INSTRUCTION →
List every row below that contains the string "follow".

★ ★ ★ ★ ★

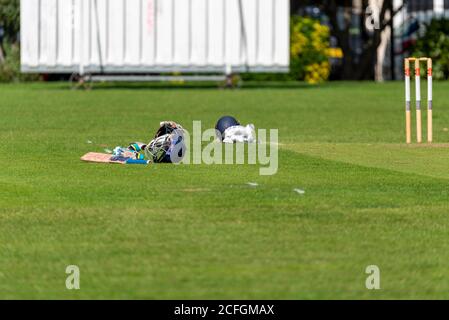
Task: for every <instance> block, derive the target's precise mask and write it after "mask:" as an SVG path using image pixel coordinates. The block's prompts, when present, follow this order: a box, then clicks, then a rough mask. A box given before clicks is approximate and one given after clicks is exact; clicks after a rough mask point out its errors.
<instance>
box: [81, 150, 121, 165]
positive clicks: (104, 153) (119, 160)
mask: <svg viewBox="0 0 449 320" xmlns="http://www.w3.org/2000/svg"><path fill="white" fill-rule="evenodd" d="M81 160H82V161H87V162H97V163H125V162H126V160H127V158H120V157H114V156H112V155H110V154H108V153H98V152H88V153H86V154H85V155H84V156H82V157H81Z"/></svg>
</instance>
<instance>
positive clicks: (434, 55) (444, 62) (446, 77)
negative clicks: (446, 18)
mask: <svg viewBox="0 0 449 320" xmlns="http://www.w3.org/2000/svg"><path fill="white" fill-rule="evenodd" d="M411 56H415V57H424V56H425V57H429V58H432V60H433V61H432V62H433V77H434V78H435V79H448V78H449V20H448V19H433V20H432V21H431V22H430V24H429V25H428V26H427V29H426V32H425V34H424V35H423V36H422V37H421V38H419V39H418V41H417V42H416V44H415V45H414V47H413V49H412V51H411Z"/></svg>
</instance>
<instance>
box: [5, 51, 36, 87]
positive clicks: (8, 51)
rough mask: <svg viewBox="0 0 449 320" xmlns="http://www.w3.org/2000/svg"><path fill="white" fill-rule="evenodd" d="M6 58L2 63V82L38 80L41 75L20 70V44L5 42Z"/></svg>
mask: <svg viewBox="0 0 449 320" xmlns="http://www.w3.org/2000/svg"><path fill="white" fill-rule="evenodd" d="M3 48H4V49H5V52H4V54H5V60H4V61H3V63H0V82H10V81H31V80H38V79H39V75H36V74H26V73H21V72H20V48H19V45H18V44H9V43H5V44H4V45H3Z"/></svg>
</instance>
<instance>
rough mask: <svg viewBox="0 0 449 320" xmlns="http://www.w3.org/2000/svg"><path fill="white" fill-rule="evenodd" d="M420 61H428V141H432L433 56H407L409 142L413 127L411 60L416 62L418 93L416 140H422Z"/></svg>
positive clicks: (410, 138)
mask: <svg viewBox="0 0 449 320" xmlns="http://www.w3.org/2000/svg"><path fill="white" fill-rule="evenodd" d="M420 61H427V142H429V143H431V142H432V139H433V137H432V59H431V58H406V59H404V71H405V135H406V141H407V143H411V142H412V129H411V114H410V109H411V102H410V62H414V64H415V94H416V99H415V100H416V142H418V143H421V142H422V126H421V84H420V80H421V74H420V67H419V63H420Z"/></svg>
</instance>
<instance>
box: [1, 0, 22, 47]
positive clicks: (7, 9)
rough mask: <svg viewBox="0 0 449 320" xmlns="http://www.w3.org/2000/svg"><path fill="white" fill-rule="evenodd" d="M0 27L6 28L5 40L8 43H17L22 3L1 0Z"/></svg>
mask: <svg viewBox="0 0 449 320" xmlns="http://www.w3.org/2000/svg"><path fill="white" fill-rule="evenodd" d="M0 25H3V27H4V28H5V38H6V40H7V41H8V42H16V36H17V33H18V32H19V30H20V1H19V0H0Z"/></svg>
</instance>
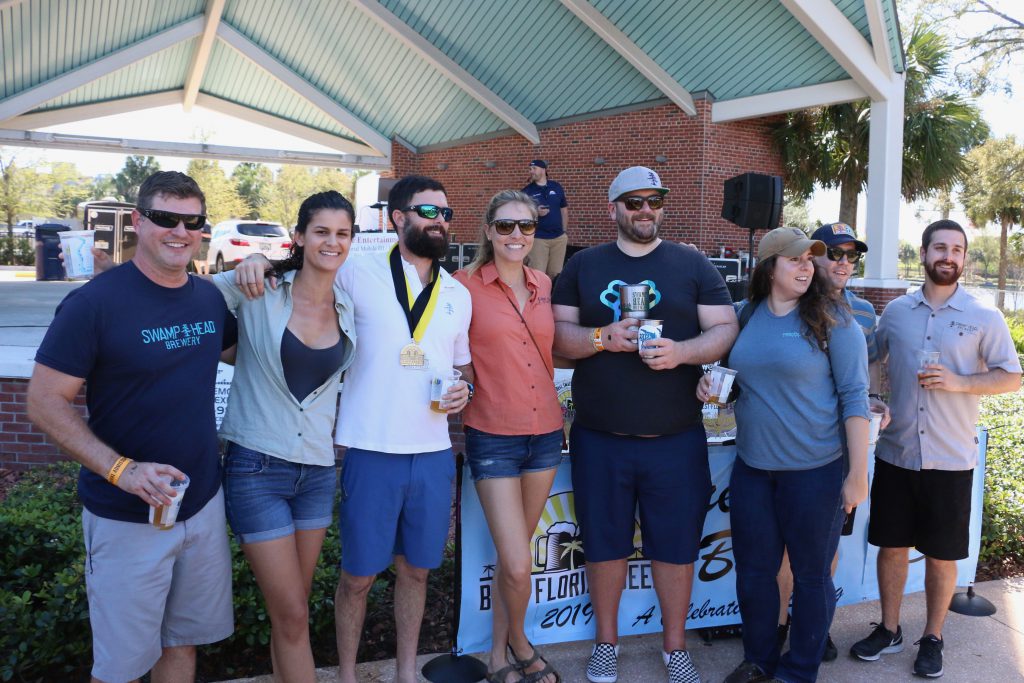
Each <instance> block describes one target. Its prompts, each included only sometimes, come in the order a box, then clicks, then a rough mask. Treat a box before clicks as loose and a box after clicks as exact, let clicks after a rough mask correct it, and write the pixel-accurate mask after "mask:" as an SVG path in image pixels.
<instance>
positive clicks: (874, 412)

★ ★ ★ ★ ★

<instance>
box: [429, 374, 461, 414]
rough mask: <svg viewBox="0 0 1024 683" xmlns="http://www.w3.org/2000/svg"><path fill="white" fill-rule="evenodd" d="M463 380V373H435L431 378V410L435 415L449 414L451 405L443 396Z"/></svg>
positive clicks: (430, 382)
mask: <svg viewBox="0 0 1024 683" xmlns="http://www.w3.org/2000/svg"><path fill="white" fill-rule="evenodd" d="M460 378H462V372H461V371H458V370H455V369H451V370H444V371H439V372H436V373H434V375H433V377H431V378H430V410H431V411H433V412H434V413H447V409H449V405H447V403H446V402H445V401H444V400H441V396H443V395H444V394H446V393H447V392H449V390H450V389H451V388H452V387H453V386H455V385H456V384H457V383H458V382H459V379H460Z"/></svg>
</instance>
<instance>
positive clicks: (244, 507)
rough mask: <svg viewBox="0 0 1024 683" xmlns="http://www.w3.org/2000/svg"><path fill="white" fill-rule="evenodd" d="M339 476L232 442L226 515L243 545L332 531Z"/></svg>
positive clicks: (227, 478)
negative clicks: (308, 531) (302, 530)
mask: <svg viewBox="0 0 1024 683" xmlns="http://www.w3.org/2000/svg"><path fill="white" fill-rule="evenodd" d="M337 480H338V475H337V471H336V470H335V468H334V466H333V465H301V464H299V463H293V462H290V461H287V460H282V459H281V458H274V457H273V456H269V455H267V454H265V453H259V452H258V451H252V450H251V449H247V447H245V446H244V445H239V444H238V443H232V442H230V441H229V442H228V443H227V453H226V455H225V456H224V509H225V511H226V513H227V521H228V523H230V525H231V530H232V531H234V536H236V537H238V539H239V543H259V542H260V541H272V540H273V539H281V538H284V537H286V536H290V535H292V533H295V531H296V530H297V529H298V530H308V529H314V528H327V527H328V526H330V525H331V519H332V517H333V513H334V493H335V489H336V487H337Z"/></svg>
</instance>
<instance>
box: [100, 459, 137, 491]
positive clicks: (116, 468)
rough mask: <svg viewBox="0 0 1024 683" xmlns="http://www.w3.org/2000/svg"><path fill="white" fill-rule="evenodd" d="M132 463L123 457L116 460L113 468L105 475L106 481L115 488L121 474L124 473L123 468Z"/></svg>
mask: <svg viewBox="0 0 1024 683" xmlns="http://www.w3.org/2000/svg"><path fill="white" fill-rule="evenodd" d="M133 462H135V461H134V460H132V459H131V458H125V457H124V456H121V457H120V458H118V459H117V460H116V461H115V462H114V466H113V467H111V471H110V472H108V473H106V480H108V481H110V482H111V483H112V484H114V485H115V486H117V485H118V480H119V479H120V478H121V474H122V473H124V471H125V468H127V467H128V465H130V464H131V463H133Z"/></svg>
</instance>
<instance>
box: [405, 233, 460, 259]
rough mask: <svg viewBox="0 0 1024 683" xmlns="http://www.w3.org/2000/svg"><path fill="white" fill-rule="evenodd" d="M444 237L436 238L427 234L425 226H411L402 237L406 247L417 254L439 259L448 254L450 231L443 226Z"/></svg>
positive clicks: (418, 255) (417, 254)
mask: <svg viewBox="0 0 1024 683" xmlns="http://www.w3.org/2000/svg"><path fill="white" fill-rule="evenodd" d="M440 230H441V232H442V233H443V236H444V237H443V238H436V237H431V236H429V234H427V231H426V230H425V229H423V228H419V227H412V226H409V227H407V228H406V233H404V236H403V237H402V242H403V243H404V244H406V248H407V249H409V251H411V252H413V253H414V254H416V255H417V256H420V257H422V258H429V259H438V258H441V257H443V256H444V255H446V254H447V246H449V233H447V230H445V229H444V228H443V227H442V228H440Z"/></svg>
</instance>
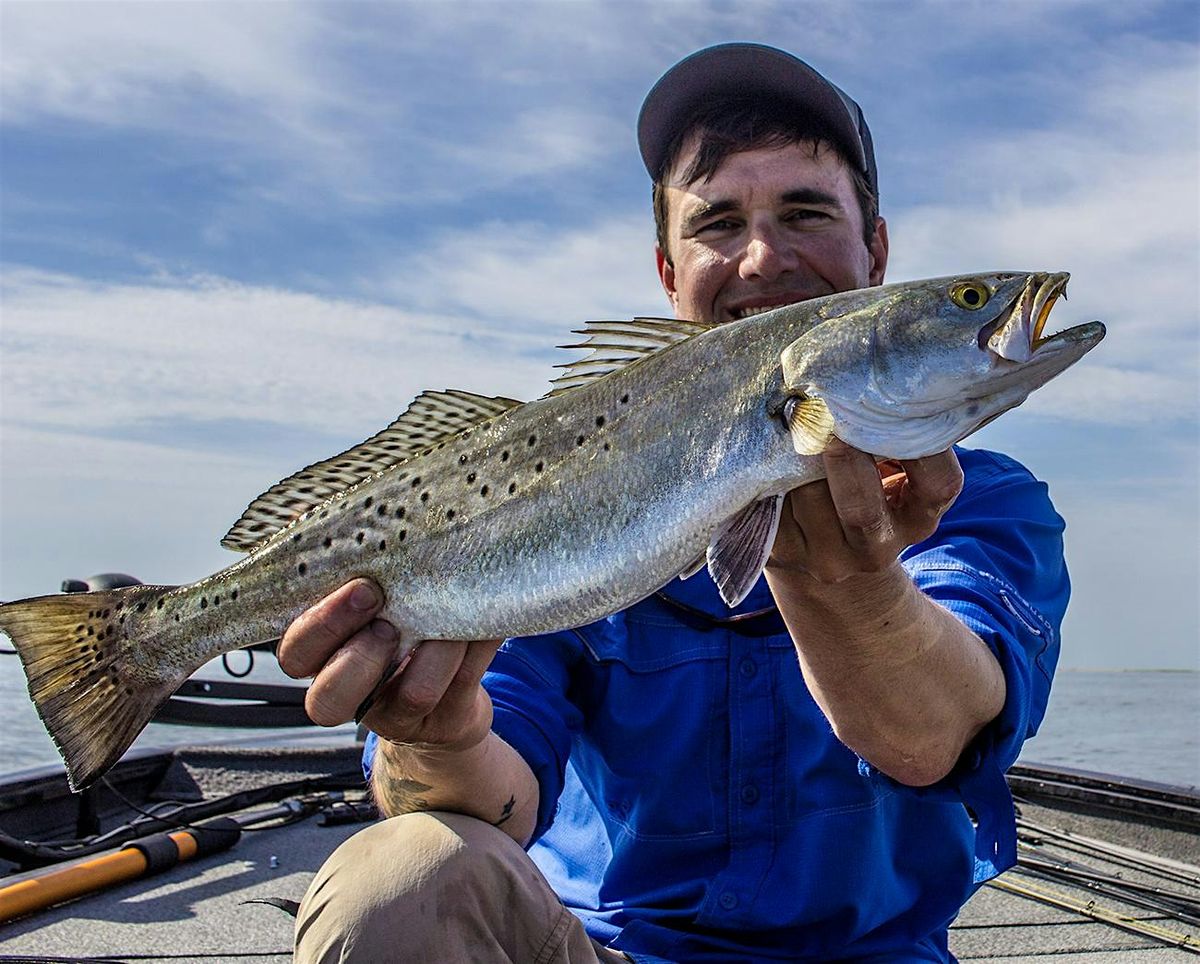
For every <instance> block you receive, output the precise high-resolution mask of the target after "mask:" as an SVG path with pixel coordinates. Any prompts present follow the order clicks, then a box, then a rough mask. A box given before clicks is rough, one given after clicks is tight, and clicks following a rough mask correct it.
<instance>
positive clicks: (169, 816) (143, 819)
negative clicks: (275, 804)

★ ★ ★ ★ ★

RESPONSE AREA →
Task: for every <instance> block, derive the target's precise mask and write it after "mask:" as an SVG path using image pixel coordinates. The block's prompts, when present, follow this order: a box, then clicks, then a rough mask. A box given before clicks is approximate and one given after clicks is exact; clicks after a rough mask point out its errors.
For every <instance> block you receive, output the precise high-resolution mask of the target after "mask:" as an SVG path with pixel coordinates. Any prompts present follow the order clicks, then a box, then a rough mask. A box given before clicks is rough, one given after clicks is tight, and clicks following a rough mask correct it.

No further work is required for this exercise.